- Passage provided
During June, 1997 I was on tour throughout Europe So little got done save for some emendation. Throughout July, August, September and October work continued on Biene Olbrich and Katja Klier’s computers—plus a brief spell in Paris on Freddy Lynxx’s machine. Back to Berlin for more work on Katja’s device. To all of the above go out many thanks.

In November of 1997 my brother, Epic Soundtracks, died. This necessitated a return to Albion for Christmas / New Year during which little was added to the book.

Then finally in January, 1998 I purchased my own machine and the book went gradually on. One chapter, “In Praise Of Miss Sundown,” was written during a flight from Berlin to Chicago. Various amendments followed during the next two months which were spent in exile in the Americas. Following on from my eventual return to European soil, work finally re-commenced in earnest. Or, so t’was hoped.

Work, when at last re-started went slowly. Tour followed tour and on the rare occasions I was in Berlin other matters occupied my mind. As is my way, I began work on another book, rather than continue with the one I should have been concentrating on. That book, Bring Back Ian McLagan, went on quite well and by Christmas / New Year 1998 / 99 was well underway. During that time I found myself once again in Blighty. Various books I was reading contributed to the reawakening of my interest in Albion Sunrise. One of them, strangely enough, was a travel book by a fellow named Bill Bryson whose reflections on my own country, though sometimes over-stated are very much along the same ways I choose to see England. It was Bryson’s mention of the Black Death in his book, Neither Here Nor There, which actually got me started again. It doesn’t actually take much to nudge me in any kind of direction, whether it’s the right one is another matter. Being in England I find myself surrounded by different books than I am in Berlin. Much of my library got moved oversea when I departed Albion’s shores at the end of 1996.

- Request
Continue the passage on the book's slow, tour-interrupted progress, starting right after its final sentence.

- Material provided
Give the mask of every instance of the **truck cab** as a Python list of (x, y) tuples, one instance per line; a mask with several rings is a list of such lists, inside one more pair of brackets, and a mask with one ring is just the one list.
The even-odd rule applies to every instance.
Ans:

--

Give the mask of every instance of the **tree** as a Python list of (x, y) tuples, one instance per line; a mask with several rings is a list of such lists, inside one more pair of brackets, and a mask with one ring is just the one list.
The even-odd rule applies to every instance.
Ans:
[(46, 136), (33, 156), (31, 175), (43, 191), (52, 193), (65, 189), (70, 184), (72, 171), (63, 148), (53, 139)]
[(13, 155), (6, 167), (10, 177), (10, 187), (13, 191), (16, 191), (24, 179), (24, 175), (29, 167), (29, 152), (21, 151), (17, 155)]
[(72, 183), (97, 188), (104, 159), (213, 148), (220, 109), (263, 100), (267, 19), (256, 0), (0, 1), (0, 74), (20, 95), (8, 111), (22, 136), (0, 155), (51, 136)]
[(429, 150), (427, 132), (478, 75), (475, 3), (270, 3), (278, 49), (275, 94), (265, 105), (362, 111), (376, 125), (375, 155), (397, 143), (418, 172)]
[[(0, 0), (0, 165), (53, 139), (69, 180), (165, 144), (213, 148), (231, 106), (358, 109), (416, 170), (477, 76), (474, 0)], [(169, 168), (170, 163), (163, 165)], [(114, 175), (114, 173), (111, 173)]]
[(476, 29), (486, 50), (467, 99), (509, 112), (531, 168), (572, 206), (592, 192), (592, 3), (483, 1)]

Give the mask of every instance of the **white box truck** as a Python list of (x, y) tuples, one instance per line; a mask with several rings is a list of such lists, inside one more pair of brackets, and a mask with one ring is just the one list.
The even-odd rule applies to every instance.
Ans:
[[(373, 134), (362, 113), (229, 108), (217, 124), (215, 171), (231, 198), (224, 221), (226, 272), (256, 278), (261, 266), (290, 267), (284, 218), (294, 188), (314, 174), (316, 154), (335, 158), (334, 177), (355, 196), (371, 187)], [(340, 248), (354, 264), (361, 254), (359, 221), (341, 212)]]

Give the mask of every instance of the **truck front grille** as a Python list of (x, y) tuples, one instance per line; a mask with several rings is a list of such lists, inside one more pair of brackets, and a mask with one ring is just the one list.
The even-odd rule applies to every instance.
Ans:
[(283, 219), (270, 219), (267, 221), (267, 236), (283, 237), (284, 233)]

* * *

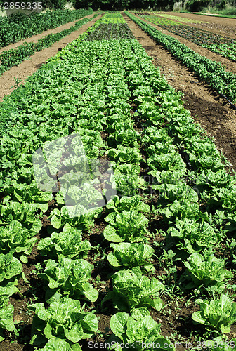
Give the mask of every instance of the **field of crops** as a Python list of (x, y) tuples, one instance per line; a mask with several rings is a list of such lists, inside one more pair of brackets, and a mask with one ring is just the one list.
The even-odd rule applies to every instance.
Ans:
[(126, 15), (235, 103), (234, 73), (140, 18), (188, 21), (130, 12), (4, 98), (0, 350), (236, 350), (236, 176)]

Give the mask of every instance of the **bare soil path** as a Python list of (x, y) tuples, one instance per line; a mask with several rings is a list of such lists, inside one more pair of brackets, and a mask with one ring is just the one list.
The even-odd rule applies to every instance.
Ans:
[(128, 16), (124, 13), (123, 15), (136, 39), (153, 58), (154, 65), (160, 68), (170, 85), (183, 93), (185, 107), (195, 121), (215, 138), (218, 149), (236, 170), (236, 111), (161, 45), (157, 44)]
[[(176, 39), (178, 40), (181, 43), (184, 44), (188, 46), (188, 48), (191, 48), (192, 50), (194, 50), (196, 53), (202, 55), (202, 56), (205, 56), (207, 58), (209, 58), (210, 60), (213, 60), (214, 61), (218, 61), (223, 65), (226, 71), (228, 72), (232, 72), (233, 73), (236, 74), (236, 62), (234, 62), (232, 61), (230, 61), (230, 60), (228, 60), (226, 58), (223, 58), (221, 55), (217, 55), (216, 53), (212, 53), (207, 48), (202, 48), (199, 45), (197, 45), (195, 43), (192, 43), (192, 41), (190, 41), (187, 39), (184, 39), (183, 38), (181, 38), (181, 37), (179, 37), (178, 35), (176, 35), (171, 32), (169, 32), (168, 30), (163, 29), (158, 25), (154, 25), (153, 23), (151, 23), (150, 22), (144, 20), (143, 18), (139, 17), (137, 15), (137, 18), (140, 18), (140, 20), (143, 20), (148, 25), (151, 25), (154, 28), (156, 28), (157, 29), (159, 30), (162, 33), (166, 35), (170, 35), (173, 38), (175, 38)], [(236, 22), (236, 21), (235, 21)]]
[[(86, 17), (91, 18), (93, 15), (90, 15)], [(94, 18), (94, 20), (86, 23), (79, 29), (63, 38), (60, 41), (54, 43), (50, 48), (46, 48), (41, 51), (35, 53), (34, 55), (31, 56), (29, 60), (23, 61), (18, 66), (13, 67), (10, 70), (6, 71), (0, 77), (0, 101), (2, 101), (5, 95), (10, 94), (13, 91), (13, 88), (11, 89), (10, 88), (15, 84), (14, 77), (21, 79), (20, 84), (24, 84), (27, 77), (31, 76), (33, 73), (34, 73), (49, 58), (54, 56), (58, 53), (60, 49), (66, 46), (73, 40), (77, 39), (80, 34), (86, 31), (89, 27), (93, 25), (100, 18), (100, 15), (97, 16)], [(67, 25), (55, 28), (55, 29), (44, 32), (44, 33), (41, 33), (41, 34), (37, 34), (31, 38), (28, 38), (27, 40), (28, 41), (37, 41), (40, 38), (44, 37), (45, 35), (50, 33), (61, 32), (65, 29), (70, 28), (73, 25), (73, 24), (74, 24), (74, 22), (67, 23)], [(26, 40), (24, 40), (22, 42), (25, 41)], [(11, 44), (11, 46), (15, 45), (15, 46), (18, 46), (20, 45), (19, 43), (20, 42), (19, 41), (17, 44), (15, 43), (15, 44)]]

- Response for this exercise
One of the reasons I wanted to move to Berlin, was because I felt, truly enough, that I could never write a book while still living in England. Sitting in my flat on the Reichenbergerstrasse one day I picked off my bookshelf an unread copy of John Pearson’s The Life Of Ian Fleming. In the book Fleming had said that he based James Bond on the person he’d always like to have been. That was it, now I knew how to go about writing my book, write about myself as the person I’d like to be. Thus was Albion Sunrise born. January 1999 I started writing once again. This book seems to surge forward in various kinds of swirls and flourishes—many times it veers off at great unnecessary tangents but by some strange twist these always seem to reach for their natural end—which by some rare kind of luck is my ending also."


"And if I say I loved you forever
You know I believe in what’s been said
But sometimes never means forever
Because my heart’s so easily led."*

* Basement Blues by Nikki Sudden, from the album “TEXAS” (Creation Records, 1986)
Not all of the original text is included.